----- Bacaan yang Diberikan
Pengujian
konstitusional sebetulnya telah dikenal di Taiwan sejak 1947, dengan
dibentuknya Mahkamah Konstitusi Taiwan yang disebut Council of Grand Justice berdasarkan Konstitusi Republik Cina
(Taiwan) 1947.[1] Council of Grand Justice ini
merupakan bagian dari Judicial Yuan
(Kekuasaan Kehakiman) yang terdiri dari Supreme
Court (Mahkamah Agung) dan Council of
Grand Justice sendiri, sebuah komposisi
kekuasaan kehakiman yang mirip dengan Indonesia berdasarkan UUD NRI Tahun 1945.
Meskipun telah ada
sejak terbentuknya Konstitusi 1947, lembaga pengujian konstitusional disana
tidak berfungsi atau mengalami stagnasi dalam waktu yang cukup lama dengan
diberlakukannya hukum darurat militer (martial
law) dibawah rezim otoriter Kuomintang sejak 1949-1987. Keadaan itu baru
berubah ketika otoritarianisme Taiwan berakhir dan memasuki masa transisi yang
mulai berlangsung sejak 1991.[2]
Berdasarkan
Perubahan Keempat Konstitusi Taiwan 1947,[3]
Council of Grand Justice (MK Taiwan)
----------
----- Data Masukan
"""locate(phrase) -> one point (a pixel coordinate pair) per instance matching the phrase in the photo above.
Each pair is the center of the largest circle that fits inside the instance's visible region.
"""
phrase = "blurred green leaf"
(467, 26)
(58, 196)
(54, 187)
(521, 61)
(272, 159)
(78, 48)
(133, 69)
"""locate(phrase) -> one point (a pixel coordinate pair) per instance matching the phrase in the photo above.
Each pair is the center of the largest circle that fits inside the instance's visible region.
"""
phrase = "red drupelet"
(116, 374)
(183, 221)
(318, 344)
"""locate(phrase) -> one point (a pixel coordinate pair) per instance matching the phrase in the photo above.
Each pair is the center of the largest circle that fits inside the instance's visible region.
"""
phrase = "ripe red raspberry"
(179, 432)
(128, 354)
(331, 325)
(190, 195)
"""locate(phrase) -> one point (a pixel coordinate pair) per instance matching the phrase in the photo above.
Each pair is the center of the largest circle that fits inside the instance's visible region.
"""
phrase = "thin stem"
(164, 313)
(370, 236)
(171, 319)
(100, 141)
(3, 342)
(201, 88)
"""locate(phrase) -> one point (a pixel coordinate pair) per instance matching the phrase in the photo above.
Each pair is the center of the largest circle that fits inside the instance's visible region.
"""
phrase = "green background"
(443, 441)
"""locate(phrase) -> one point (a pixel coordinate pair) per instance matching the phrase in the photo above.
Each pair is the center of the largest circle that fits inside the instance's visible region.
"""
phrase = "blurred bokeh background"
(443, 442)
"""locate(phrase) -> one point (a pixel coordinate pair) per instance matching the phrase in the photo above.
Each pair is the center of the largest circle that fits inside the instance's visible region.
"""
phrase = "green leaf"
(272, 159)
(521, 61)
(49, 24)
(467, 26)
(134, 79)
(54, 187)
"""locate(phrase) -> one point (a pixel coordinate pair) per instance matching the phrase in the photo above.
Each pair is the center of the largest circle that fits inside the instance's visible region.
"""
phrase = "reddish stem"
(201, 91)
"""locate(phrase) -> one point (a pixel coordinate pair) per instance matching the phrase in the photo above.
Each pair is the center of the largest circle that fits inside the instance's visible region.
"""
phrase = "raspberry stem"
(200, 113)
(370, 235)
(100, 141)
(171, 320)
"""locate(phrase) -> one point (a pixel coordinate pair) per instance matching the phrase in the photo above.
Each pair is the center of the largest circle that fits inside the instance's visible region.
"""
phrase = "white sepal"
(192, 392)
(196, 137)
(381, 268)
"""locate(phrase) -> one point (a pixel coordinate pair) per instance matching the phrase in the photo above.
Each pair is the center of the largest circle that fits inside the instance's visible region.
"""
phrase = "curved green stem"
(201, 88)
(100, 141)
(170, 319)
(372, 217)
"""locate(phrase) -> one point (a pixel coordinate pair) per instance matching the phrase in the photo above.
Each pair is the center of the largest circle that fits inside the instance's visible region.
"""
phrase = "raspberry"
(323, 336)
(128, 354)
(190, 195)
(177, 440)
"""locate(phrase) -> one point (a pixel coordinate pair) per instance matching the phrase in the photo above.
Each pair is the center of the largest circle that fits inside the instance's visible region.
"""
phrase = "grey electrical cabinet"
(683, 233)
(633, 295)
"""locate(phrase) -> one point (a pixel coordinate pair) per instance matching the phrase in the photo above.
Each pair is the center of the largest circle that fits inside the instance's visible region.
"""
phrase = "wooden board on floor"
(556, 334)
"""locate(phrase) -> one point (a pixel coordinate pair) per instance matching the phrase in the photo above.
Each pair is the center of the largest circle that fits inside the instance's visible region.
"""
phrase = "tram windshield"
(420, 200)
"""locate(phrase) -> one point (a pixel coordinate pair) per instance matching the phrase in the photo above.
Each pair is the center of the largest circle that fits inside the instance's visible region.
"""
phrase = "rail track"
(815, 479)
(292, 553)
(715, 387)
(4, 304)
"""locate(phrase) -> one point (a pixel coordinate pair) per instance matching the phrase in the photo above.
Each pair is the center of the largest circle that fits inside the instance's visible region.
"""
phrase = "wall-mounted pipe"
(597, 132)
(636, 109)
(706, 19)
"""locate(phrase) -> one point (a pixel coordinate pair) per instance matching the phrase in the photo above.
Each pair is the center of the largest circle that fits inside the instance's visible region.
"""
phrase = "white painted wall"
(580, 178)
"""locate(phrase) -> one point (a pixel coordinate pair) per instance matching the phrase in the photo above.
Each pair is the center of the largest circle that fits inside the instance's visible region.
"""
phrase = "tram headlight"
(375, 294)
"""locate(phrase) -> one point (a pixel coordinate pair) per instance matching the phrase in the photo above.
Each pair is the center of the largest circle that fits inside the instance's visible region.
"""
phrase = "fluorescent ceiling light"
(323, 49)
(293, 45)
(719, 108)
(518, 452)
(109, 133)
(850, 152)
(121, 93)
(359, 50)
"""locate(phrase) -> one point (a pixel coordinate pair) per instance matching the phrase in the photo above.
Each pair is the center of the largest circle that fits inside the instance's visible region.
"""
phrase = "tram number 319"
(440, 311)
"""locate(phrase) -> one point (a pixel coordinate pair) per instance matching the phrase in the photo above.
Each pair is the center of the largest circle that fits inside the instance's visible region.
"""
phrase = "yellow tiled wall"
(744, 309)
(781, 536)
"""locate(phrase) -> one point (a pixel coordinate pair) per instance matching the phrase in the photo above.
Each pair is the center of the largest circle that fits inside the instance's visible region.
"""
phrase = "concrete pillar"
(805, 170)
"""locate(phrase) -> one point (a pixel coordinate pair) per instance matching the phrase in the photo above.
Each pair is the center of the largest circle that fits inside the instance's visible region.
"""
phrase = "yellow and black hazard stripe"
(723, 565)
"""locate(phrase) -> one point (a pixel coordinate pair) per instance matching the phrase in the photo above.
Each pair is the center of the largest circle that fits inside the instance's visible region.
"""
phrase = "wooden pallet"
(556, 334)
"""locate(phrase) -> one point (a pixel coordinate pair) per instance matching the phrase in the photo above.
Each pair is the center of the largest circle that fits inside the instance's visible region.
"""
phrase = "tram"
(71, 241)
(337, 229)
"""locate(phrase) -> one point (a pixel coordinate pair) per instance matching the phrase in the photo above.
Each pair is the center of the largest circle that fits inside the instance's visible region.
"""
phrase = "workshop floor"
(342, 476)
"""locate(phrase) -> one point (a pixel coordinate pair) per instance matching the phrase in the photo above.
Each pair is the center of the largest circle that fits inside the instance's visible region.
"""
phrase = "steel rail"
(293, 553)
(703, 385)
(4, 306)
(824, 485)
----------
_Tugas yang Dikerjakan:_
1. Dalam bacaan tentang pengujian konstitusional di Taiwan, siapa yang memberlakukan hukum darurat militer pada 1949-1987?
2. Kumpulkan semua baris dalam daftar yang memuat kata "wooden".

_Jawaban Tiap Tugas:_
1. Rezim otoriter Kuomintang.

2.
phrase = "wooden board on floor"
phrase = "wooden pallet"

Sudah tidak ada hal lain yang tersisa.